§ TO DO: Exact repetition of every entry is required.

§ RECORDS PROVIDED:
#####
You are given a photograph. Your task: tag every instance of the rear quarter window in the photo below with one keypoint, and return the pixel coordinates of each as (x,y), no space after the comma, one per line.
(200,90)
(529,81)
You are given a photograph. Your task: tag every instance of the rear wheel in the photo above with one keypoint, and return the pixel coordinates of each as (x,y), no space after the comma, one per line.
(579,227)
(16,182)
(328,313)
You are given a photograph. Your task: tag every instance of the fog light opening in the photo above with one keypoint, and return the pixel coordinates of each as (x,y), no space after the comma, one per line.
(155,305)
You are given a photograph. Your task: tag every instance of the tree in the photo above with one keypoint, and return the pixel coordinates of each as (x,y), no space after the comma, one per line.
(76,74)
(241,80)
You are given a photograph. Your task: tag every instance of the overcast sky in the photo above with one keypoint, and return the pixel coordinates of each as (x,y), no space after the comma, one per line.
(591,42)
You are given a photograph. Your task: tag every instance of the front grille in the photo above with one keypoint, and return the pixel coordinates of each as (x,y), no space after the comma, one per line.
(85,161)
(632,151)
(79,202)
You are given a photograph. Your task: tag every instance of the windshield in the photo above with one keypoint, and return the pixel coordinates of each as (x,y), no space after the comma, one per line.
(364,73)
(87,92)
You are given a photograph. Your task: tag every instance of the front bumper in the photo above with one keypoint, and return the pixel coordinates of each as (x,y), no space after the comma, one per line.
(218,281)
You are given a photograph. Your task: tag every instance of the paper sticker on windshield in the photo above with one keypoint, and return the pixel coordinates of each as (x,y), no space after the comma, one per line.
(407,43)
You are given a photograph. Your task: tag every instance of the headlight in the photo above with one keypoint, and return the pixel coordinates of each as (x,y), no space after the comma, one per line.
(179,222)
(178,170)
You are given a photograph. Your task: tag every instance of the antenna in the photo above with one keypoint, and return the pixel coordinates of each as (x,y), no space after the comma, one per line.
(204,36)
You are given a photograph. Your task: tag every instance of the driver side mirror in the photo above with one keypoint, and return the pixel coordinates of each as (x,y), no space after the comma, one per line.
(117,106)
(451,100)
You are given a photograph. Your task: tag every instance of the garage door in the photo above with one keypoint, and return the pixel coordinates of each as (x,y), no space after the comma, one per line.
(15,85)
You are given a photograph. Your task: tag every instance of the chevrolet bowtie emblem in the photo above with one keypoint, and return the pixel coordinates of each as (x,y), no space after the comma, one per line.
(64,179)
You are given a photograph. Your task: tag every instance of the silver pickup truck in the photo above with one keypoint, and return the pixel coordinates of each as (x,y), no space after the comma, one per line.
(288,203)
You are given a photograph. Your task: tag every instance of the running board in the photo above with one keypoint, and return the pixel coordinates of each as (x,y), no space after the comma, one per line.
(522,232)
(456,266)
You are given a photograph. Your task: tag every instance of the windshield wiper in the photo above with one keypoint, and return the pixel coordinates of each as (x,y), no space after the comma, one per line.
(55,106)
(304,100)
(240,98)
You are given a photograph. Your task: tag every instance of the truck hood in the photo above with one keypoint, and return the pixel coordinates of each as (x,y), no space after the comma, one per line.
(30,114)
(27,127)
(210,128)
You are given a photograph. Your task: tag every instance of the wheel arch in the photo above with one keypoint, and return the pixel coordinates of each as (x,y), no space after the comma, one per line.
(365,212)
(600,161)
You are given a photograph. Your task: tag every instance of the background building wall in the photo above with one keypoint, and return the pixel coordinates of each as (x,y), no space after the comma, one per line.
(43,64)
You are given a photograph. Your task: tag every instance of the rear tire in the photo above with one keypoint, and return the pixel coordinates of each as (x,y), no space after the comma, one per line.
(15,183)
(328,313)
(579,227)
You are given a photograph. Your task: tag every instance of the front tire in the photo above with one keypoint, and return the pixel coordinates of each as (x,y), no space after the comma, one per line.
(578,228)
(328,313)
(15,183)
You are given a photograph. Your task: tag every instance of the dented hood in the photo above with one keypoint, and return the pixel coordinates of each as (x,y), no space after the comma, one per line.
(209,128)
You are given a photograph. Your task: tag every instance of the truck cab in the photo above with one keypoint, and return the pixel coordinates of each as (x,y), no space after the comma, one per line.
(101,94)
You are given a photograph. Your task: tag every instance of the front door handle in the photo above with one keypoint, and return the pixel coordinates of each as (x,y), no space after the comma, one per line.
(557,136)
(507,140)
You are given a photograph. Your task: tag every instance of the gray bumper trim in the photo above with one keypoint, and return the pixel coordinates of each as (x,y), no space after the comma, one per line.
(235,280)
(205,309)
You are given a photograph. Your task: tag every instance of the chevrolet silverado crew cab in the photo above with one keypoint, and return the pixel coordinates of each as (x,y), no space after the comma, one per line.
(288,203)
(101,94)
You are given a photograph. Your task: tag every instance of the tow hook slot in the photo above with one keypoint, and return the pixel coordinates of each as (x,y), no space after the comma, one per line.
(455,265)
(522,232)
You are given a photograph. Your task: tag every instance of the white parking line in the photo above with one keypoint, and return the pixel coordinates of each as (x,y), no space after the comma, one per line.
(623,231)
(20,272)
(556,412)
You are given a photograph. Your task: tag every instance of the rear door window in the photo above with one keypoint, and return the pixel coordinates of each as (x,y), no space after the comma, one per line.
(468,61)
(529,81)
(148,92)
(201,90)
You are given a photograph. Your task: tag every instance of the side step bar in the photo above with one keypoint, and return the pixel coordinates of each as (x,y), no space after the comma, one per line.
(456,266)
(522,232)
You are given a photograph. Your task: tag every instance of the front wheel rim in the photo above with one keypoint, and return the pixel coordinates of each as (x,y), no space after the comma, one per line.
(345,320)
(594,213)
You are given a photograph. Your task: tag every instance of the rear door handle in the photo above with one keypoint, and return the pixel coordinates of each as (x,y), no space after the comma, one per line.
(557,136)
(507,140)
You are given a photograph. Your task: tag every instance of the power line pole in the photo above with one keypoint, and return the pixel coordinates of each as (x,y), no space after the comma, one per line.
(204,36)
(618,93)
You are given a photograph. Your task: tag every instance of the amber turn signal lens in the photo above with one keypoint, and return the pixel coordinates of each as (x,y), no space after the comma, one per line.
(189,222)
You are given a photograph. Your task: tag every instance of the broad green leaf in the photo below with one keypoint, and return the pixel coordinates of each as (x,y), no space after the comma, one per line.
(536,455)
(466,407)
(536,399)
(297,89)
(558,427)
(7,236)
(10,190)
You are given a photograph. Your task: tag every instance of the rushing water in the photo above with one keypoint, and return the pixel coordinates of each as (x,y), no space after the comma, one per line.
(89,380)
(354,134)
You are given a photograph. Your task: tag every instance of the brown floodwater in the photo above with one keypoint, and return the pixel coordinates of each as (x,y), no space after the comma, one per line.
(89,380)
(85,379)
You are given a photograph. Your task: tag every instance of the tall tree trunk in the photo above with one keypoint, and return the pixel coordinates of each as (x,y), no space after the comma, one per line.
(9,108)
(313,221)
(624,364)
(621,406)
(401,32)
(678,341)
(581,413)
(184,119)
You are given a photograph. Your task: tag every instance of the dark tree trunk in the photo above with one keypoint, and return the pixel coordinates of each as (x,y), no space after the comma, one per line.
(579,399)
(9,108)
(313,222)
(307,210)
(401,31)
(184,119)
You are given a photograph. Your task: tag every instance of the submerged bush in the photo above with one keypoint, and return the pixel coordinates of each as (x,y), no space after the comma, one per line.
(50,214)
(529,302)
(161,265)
#####
§ PROBLEM SOLUTION:
You are given a photograph. Your task: tag every instance of the rear quarter window in the photo below with one keypoint, and return the pixel coordinates of each as (x,y), no space after the comma, one per line.
(200,90)
(529,81)
You are given a photograph. Your task: tag every instance of the rear wheel in the photo above with one keypoint, and return the pixel coordinates of each as (x,y), no space after the comma, one per line.
(579,227)
(16,182)
(328,313)
You are given a photograph. Your task: tag every instance of the fog light opening in the photo above with one keypoint, and return the pixel coordinates of each as (x,y), no space after the comma, one per line.
(155,305)
You are given a photograph. Your task: tag every instance of the tree in the photo above with one keypoint, and return the pixel coordinates of each as (x,y), no space after the comma, one per line.
(76,74)
(241,80)
You are given a photograph. Your task: tag every instance of the overcast sky in the photo above with one keypoint, and return the pixel coordinates of each as (x,y), no space after the comma, one per line.
(591,42)
You are given a photograph. Your task: tag every instance of the front grille in the photo above with one keypoint, and return the pixel coordinates of each as (x,y), no space after the comma, one per line.
(85,161)
(632,151)
(79,202)
You are given a photograph. Your task: tag every instance of the windshield in the photo above with one keypoint, and return the pixel coordinates of each as (x,y), no space after the comma, one per line.
(364,73)
(87,92)
You are given a photograph. Your task: tag every instance of the front bumper in the photo above with one keypoint, and return the pixel coordinates of each as (x,y), no space after the comma, one per line.
(218,281)
You are given a photograph. Your task: tag every instance of the paper sticker on windshield in the photo above with one keypoint, and return the pixel coordinates of each as (x,y), no space after the comma, one per line.
(407,43)
You are given a photograph. Your task: tag every instance of the headlight in the photo above with one keypoint, and return the pixel coordinates of each as (x,y), no space after the comma, one per line.
(179,222)
(178,170)
You are given a photograph. Your task: tag every instance of the antenna in the photo above with one keypoint, and return the pixel coordinates of each as (x,y), no space after the comma, one per line.
(204,36)
You are given a photograph. Your task: tag every instance of the driver side mirror in the photo above with one keypoint, and return the pixel coordinates of each as (x,y), no space after the comma, one per line.
(117,106)
(451,100)
You are given a photograph. Your task: tag every instance of the garage door in the photo above with one keypoint, and return the pixel coordinates of each as (x,y), no space after the comma, one per line.
(15,85)
You are given a photograph. Your task: tag every instance of the chevrolet bowtie emblem in the photo above with one keypoint, and return the pixel coordinates of each as (x,y), no space after the comma, one per line.
(64,179)
You are given a photograph. Your task: tag every instance of the silver pickup truck in the photo above with one keypoint, and return the pixel coordinates of each as (x,y), no space after the comma, one per line.
(288,203)
You are given a photograph. Your task: tag every instance of the running board in the photo above with one keypoint, and return the pixel coordinates of each as (x,y), no space after the comma, one per line.
(522,232)
(456,266)
You are given a photograph. Your task: tag every instance of the windshield wiper in the photo above with one keypoint, and return the pixel coordinates of each as (x,y), no space after the comma, one per line.
(55,106)
(304,100)
(240,98)
You are given a photograph. Your task: tag every instance of the truck hood in the photo above with one keypoint, and return the pixel coordinates of each as (x,y), no space after the comma, one per line.
(30,114)
(27,127)
(210,128)
You are given a photograph. Your task: tag every instance of the wheel arch in the photo above with one keypoint, and return the pixel coordinates of each as (x,y), no space after the comma, one per line.
(365,212)
(600,161)
You are given a photograph. Your task: tag every instance of the background building wall in the photo above with one keypoint, and return the pixel coordinates of each as (x,y), no space after the comma, one per line.
(43,64)
You are given a photograph. Your task: tag every instance of the rear tire in the photo above with one keypoint, and return the pixel coordinates of each as (x,y), no space after the comma, one per line.
(15,183)
(328,313)
(579,227)
You are given a photograph. Your task: tag every instance of the front tire in the photo above with one keypoint, and return the pixel coordinates of each as (x,y), no space after the comma, one per line.
(578,228)
(328,313)
(15,183)
You are given a photograph. Your task: tag every instance of the dented hood in the photo above with one keypoint, and return the pixel coordinates of each as (x,y), no space after the comma, one per line.
(209,128)
You are given a photograph. Your task: tag every instance of the truck cab in the photo above with one keypoint, and return the pixel coordinates of each as (x,y), no space after the comma, one per line.
(101,94)
You are given a photograph. Your task: tag every instance of the front door handle in the photo above with one keypoint, and return the pixel coordinates of each as (x,y), no space after the comma, one per line.
(557,136)
(507,140)
You are given a photograph. Your task: tag every instance of the gray bumper trim in the photo above with one keypoint, and return the pixel coordinates of each as (x,y), no space after the comma, one per line.
(235,280)
(205,309)
You are given a photograph. Your task: tag every instance of the chevrolet silverado crew cab in the photo above with one keypoint, and return the pixel coordinates of each as (x,y), no space after the comma, one per line.
(288,203)
(101,94)
You are given a photograph. Your task: tag every instance of the tow hook slot in the photo above with one keypoint, and return the pixel coordinates of each as (x,y), no space after the comma, one per line.
(455,265)
(522,232)
You are given a photograph. Your task: tag every instance of the white parking line in the photo above with one keypoint, and return the pixel coordinates of each as (x,y), no space after the comma, one per line.
(623,231)
(20,272)
(556,412)
You are given a photograph. Your task: tag every instance of the rear door window in the photo above with one keypoint, and return the pixel coordinates of each as (x,y), no space after the comma, one per line.
(468,61)
(529,81)
(148,92)
(201,90)
You are given a photograph. Your task: tag every instance of the side step bar in the photo above with one keypoint, and return the pixel coordinates of each as (x,y), no space after the comma, one per line.
(456,266)
(522,232)
You are given a photograph. Your task: tag every instance of the front wheel rim in the photo above with one keypoint, and return the pixel coordinates of each as (x,y), no space after the comma, one per line.
(345,320)
(594,213)
You are given a photograph. Your task: tag every instance of the rear door handle in the photo above with one keypoint, and return the pixel coordinates of each as (x,y), no space after the comma, one per line.
(557,136)
(507,140)
You are given a photograph. Your task: tag every instance of the power line pole in the photo above with one keypoint, and return the pixel coordinates of each as (x,y), no space after the comma, one per line.
(204,36)
(618,93)
You are given a photograph. Your task: tag every instance of the amber turn signal lens in the photo above with one keypoint, and return the pixel coordinates of each as (x,y), no space after the comma, one per line.
(189,222)
You are given a photograph. Your task: tag every instance of the broad green leaf in the photo below with one keypoint, and return the pixel coordinates of each as (x,y), no space after the comma, one per line.
(536,455)
(466,407)
(536,399)
(297,89)
(558,427)
(7,236)
(10,190)
You are given a photograph. Your task: tag every instance of the rushing water in the photo above with one keypoint, and return the pixel coordinates of each as (x,y), no space after the comma, one per line.
(89,380)
(354,134)
You are given a photograph. Your task: tag every instance of the brown floodwater in the photo above with one keypoint, and return the pixel coordinates of each as (x,y), no space after the comma, one per line.
(89,380)
(85,379)
You are given a photograph. Your task: tag every instance of the tall tree trunk in the photo above with one keypoint, and return the pixel coordinates of each as (x,y), no space after the comma, one per line.
(9,108)
(313,221)
(624,364)
(621,406)
(401,32)
(678,341)
(581,413)
(184,119)
You are given a photograph. Your task: tag every instance of the dark tree trunk in the photo above with one keypoint, and return the pixel coordinates of each as (x,y), no space after the comma, one per line.
(579,399)
(9,108)
(313,222)
(307,210)
(401,31)
(184,119)
You are given a photograph. Your task: tag every instance of the submerged bush in the photo above with one keypoint, and return the pixel coordinates of each as (x,y), no space after the comma, one per line.
(50,214)
(529,302)
(161,265)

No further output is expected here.